··· EXCERPT TO READ ···
Lots of fixes. Some things dropped for various reasons.  A decent
amount of rework against the high-level writeback code.


Since 2.5.50-mm1:

-fbcon-timer-fix.patch
-hugepage-fixes.patch
-ext3-oldalloc.patch
-simplified-vm-throttling.patch
-page-reclaim-motion.patch
-handle-fail-writepage.patch
-activate-unreleaseable-pages.patch
-ipc_barriers.patch
-signal-speedup.patch
-pf_memdie.patch
-suppress-write-error-warnings.patch
-truncate-speedup.patch
-spill-lru-lists.patch
-readdir-speedup.patch       (Linus fixed all the bugs in it)

 Merged

-epoll-bits-0.57.patch
+epoll.patch

 Davide's latest

-aio-dio-really-submit.patch
-aio-dio-deferred-dirtying.patch
-dio-counting.patch

 Folded into other patches.

-reiserfs-readpages.patch

 Dropped - it was causing fsx-linux failures.
···
GIVEN INSTRUCTION A: In the patch notes, what reason is given for dropping reiserfs-readpages.patch?
GIVEN INSTRUCTION B: Please print a section of the patch notes, beginning at the words "Davide's latest" and stopping after "causing fsx-linux failures.".
··· RECORDED INFORMATION ···
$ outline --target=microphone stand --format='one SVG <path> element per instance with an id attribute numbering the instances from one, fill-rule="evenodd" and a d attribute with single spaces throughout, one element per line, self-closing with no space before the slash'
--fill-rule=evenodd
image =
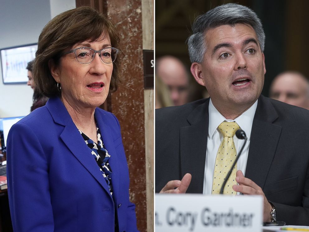
<path id="1" fill-rule="evenodd" d="M 224 181 L 223 181 L 223 184 L 222 185 L 222 187 L 221 187 L 221 189 L 220 191 L 220 194 L 223 194 L 223 189 L 224 188 L 225 185 L 226 184 L 227 180 L 230 178 L 230 176 L 231 176 L 231 173 L 232 173 L 232 172 L 233 171 L 233 168 L 235 166 L 235 165 L 236 164 L 237 161 L 238 160 L 238 158 L 239 158 L 239 157 L 240 156 L 240 154 L 241 154 L 241 152 L 242 152 L 242 150 L 244 149 L 244 147 L 245 147 L 245 145 L 246 144 L 246 143 L 247 143 L 247 140 L 248 139 L 248 138 L 247 138 L 247 136 L 246 136 L 245 133 L 242 130 L 240 129 L 238 130 L 236 132 L 235 134 L 236 136 L 239 139 L 245 139 L 245 142 L 244 143 L 244 144 L 243 144 L 242 147 L 241 147 L 241 149 L 240 149 L 240 151 L 238 153 L 238 154 L 236 157 L 236 159 L 234 161 L 234 163 L 232 166 L 232 167 L 230 169 L 228 173 L 227 173 L 227 175 L 226 175 L 226 176 L 225 177 L 225 179 L 224 180 Z"/>

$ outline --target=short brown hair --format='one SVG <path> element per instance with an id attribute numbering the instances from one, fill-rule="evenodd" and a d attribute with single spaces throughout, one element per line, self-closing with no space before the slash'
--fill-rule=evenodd
<path id="1" fill-rule="evenodd" d="M 119 49 L 120 40 L 116 25 L 109 17 L 89 7 L 81 7 L 58 15 L 44 27 L 39 37 L 38 50 L 32 70 L 37 87 L 45 95 L 60 96 L 57 82 L 50 70 L 49 61 L 59 65 L 60 55 L 75 44 L 89 40 L 95 41 L 102 33 L 108 35 L 112 46 Z M 121 81 L 119 74 L 121 56 L 113 63 L 110 85 L 112 92 L 116 91 Z"/>

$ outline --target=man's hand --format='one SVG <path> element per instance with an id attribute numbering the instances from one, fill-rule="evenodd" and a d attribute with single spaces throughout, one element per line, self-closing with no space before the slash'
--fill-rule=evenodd
<path id="1" fill-rule="evenodd" d="M 236 181 L 239 185 L 235 185 L 233 186 L 233 189 L 235 191 L 244 194 L 263 196 L 264 198 L 264 221 L 270 221 L 270 213 L 273 207 L 267 201 L 262 188 L 251 180 L 244 176 L 242 172 L 240 170 L 236 172 Z"/>
<path id="2" fill-rule="evenodd" d="M 169 181 L 160 191 L 160 193 L 185 193 L 191 182 L 192 177 L 191 174 L 187 173 L 183 176 L 181 181 L 178 180 Z"/>

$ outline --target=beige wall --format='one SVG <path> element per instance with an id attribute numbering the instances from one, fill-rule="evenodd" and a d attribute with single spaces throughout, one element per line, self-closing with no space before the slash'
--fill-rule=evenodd
<path id="1" fill-rule="evenodd" d="M 142 0 L 143 49 L 154 50 L 154 0 Z M 144 92 L 147 231 L 154 230 L 154 89 Z"/>

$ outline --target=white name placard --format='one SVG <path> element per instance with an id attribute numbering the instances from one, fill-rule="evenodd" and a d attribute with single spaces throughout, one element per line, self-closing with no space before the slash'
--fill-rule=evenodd
<path id="1" fill-rule="evenodd" d="M 261 232 L 260 196 L 156 194 L 156 232 Z"/>

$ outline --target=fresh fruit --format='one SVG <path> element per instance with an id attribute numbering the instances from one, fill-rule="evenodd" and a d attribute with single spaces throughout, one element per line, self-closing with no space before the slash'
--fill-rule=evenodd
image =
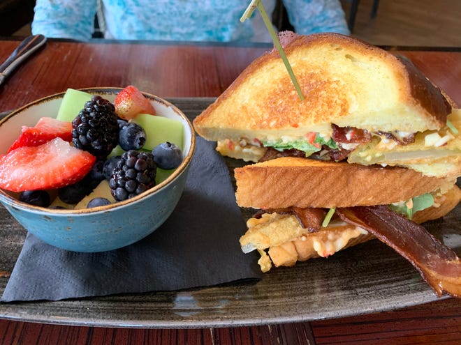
···
SOLUTION A: It was causing fsx-linux failures.

SOLUTION B:
Davide's latest

-aio-dio-really-submit.patch
-aio-dio-deferred-dirtying.patch
-dio-counting.patch

 Folded into other patches.

-reiserfs-readpages.patch

 Dropped - it was causing fsx-linux failures.